## SOURCE EXCERPT:
- - - -

Finding a Place to Thrive

Ken Lander's Coffee Odyssey

Learning to Thrive

Most of us experience recurring themes in our lives. For Kenneth “Ken” J. Lander 87OX 89C, this involved thinking beyond the boundaries of his life and taking action, even when it meant starting over. That sort of pluck emboldened him to leave a successful law career, move his family to Costa Rica, and take up coffee farming. It provided the tenacity he needed to overcome financial loss. These traits took root at Oxford College. “Oxford taught me to think on my own two feet and gave me an ability to evaluate where I am in life,” he said.

- - - -

## ROWS:
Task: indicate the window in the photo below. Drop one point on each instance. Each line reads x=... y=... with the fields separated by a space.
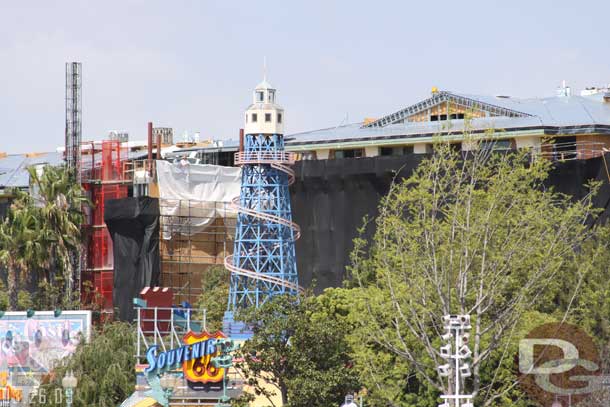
x=497 y=145
x=454 y=116
x=402 y=150
x=307 y=155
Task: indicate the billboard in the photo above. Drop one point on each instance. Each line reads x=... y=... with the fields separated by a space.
x=30 y=347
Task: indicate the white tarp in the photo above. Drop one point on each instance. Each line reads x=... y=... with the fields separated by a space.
x=192 y=196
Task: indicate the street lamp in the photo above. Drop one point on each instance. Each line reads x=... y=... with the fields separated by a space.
x=169 y=383
x=456 y=354
x=69 y=383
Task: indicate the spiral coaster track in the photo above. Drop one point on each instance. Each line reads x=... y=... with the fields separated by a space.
x=280 y=160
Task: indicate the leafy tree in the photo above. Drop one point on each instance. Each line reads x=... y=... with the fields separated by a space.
x=104 y=368
x=299 y=346
x=481 y=236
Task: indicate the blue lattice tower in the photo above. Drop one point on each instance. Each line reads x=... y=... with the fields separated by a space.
x=263 y=262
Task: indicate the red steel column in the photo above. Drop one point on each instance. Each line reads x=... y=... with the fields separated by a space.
x=149 y=146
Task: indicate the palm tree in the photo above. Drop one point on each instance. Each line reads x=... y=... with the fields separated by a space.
x=61 y=201
x=42 y=232
x=21 y=248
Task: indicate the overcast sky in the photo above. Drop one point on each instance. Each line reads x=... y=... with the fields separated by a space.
x=192 y=65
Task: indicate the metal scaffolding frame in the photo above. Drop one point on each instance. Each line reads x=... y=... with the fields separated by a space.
x=191 y=252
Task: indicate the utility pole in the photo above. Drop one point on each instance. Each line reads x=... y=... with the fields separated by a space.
x=457 y=353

- - - -

## WHAT THE EXERCISE ASKS:
Resume the profile of Ken Lander's path from law to coffee farming, starting right after its last sentence.

## ANSWER TO THE EXERCISE:
Enduring Influences

Reflecting on the person he was when he arrived at Oxford, Lander is candid. “I was a dreamer with some raw talent for reading and writing. At Oxford, I began to have a passion to learn.” Professors William Shapiro and Michael McQuaide were influential in his academic development. “Bill Shapiro took a personal interest in me, a country boy from Monroe, Georgia. The seminal thing he taught me was the ability to read and think critically. That allowed me to become a lawyer.” Remembering a pivotal conversation with Professor McQuaide, Lander remarked, “He taught me that to be successful, you have to work with people. You have to listen to them and understand them. That was a huge lesson in my life.”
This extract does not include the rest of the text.